§ **Jobs**:
a – Answer these questions about the restaurant review:
(i) On which street is Canis Restaurant located?
(ii) What time was the dinner reservation booked for?
(iii) What three items are named for the first course?
b – In the restaurant review, write out everything from "How is it that" down to "my blog post." again, renaming "sourdough bread" as "rye bread".
c – Go on with the restaurant review from the point where it stops.

§ **Document extract**:

-- Begin --

I had a wonderful tasting menu at a relatively new restaurant called Canis Restaurant last week to kick off the weekend! 😀 I’m so glad that my foodie friends invited me to try this with them as I probably wouldn’t have gone here any time soon by myself.
Canis Restaurant is located on Queen Street West in downtown Toronto close to Trinity Bellwoods Park. They only have a tasting menu or prix fixe menu for you to choose from. Their tasting menu changes seasonally as that is the main focus of their restaurant. They focus on seasonal ingredients served with the idea of simplicity in mind. From their website:
“Inspired by the bounty of Canada, our dishes highlight the freshest, and seasonal produce. Rooted in the philosophy of bistronomy, we honour the profile of the ingredients by creating simple and accessible dishes.
This is our interpretation of Canadian cuisine.”
Anh booked the reservation of the three of us for a Friday evening dinner at 5:45 p.m. I arrived at Canis Restaurant early by 5:30 p.m. I was one of the first customers that evening as I took our table near the large windows and entrance of the restaurant. I really liked the simplistic style and look of the restaurant. Simple is best.
Raymond arrived soon after the female server brought me some water and we were asked at least two times about if we wanted to order a drink. It seemed a little pushy to me to be honest.
Anh was running late and didn’t arrive until about 6:20 p.m. During this time, our server did approach our table to inquire about our last party member. She curtly informed us that there was a two-hour sitting policy and that we would have to give our table back by 8 p.m.
When Anh arrived and heard about this, she asked the server (this was a different one from our original) about the sitting time policy as it wasn’t noted on their restaurant at all. The server informed us that since there was another party booked at our table for 8:10 p.m., we just had to make sure that we vacated our table five minutes before their arrival. This was fine.
We knew we were going to order the seven-course tasting menu and carried on with that.
The much-anticipated tasting menu commenced shortly afterwards! 😀 For every course that we had that night, there were at least two servers who delivered the food to our table simultaneously to ensure that we each received all of our dishes at the same time. You can expect professional and tailored service here at Canis Restaurant.
The first item at our table was the bread course which were three slices of sourdough bread set on a deep set plate for each of us and an in-house made salted chive butter and ricotta cheese with garlic to share. This was incredibly delicate and I loved the wooden serving handles for the butter and cheese.
How is it that something so simple as sourdough bread tasted so good — not too hard that it scraped the roof of your mouth yet soft enough in the middle — and how some other bakeries/restaurants cannot even produce the same sourdough bread?
In any case, this was a delicious bread starter. I especially loved the salted chive butter. It was so good! I was the last one to finish my bread and had the pleasure of scrapping up as much as I could to put onto my bread. 😀
Our first course was a “tuna, blonde cucumber, green tomato”. Like other high-end and quality-focused restaurants, often the menu doesn’t inform you of everything about their dish (I’m thinking about the menu at Dandylion). Thus, there were other ingredients in each of the courses that we received that night which I may not have all the details and ingredients of here in my blog post.

-- End --

(Position identification records)
-- Begin --

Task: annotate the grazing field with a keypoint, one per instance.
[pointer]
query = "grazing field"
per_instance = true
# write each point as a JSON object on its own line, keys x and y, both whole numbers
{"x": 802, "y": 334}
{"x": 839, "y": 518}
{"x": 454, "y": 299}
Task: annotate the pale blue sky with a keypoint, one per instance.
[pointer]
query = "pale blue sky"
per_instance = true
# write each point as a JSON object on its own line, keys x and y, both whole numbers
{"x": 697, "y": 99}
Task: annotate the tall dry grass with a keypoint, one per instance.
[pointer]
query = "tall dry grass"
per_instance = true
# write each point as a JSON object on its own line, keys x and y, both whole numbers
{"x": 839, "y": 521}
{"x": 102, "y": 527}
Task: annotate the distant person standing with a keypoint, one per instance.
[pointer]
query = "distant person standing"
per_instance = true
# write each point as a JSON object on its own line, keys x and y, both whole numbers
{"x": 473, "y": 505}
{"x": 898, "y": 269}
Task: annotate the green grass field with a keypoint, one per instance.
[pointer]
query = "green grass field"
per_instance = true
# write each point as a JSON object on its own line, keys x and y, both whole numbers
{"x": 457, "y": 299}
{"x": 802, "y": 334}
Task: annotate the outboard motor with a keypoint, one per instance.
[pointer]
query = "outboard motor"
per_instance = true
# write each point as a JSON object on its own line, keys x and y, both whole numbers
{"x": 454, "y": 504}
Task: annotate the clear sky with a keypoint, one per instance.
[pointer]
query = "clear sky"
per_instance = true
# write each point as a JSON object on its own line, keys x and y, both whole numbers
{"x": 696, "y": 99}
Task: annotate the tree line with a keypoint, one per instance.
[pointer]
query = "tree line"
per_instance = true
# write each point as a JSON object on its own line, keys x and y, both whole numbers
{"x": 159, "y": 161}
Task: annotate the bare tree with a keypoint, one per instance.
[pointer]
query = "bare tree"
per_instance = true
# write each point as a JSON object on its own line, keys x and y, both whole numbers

-- End --

§ **Responses to the exercise**:
a –
(i) Queen Street West
(ii) 5:45 p.m.
(iii) Tuna, blonde cucumber, green tomato

b –
How is it that something so simple as rye bread tasted so good — not too hard that it scraped the roof of your mouth yet soft enough in the middle — and how some other bakeries/restaurants cannot even produce the same rye bread?
In any case, this was a delicious bread starter. I especially loved the salted chive butter. It was so good! I was the last one to finish my bread and had the pleasure of scrapping up as much as I could to put onto my bread. 😀
Our first course was a “tuna, blonde cucumber, green tomato”. Like other high-end and quality-focused restaurants, often the menu doesn’t inform you of everything about their dish (I’m thinking about the menu at Dandylion). Thus, there were other ingredients in each of the courses that we received that night which I may not have all the details and ingredients of here in my blog post.

c –
This was a salad deep set in a bowl with tuna, salmon roe, and carefully sliced cucumbers and halved fresh green tomatoes. It was an artistic presentation for sure. The tuna was hidden underneath the greens (I didn’t take a photo of them after the blonde cucumbers were pushed aside). This was a really fresh dish and I was pleased that there were more chunks of tuna fish within the bowl than I had anticipated. The flavours were fresh and definitely not strong at all.
The second course was a “beef tartare, sorrel, yogurt” — I absolutely LOVE beef tartare! I was curious to see how this restaurant would fare with its beef tartare because I can honestly say that there aren’t many restaurants that prepare this raw beef dish well enough for my tastes.
At first look, this dish is just a plain clump of grass. LOL 😛 However, the server told us that to eat it, we were to mix all the components together. I remember she informed us that there were also red onions within the dish too (which I did see upon mixing all the ingredients together). They were chopped so finely that you could barely notice them.
I’ve never eaten beef tartare in this fashion before with sorrel greens and I found that the texture was very different from just eating the chewy and soft raw beef tartare in previous meals. It was a fresh-tasting way of eating it.
The third course was “squid, pea, parcel”. This was a much bigger portion than I expected. Again, the dish was served in a deep dish where the ingredients were presented in the most beautiful way with edible flowers and even some chopped scallop bits (that weren’t detectable at all but definitely there). The squid was prepared in ribbons and it made it look like we had noodles at first. I was also impressed with how much squid there was inside this dish! Considering this was more of a “fine dining” restaurant, I felt that this dish could even have been enough among two people. However, I was happy with the larger portion and don’t mean to complain about that at all.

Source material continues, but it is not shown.